* Start DATA LISTING *
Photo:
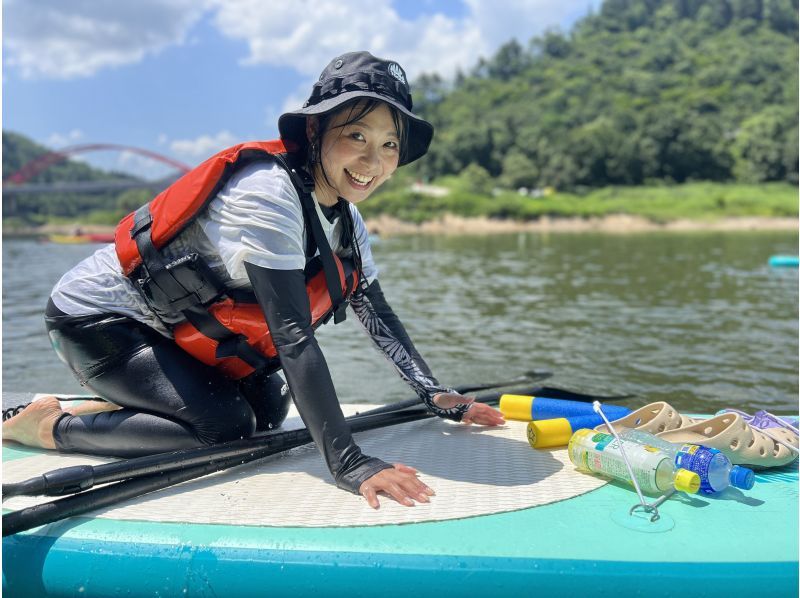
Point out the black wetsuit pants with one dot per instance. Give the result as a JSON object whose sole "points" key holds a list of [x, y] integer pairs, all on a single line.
{"points": [[169, 400]]}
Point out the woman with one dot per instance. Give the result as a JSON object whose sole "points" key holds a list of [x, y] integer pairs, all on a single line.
{"points": [[139, 321]]}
* End DATA LISTING *
INSTRUCTIONS TO FOLLOW
Rewrite the listing above with every "dot" replaced by "marker" and everything else unchanged. Leave the pictures out of your answer.

EXERCISE OUTPUT
Photo:
Point out the black wetsuit pants with one marker per instance. Give the result as a JSON object whose sole "points" key holds a list of [x, y] integer pairs, all on a single line.
{"points": [[169, 400]]}
Point out the woman with one marker per instance. Give the result as a JSON object whose sole "points" key holds a list of [x, y] integer pairs, all on a single line.
{"points": [[139, 321]]}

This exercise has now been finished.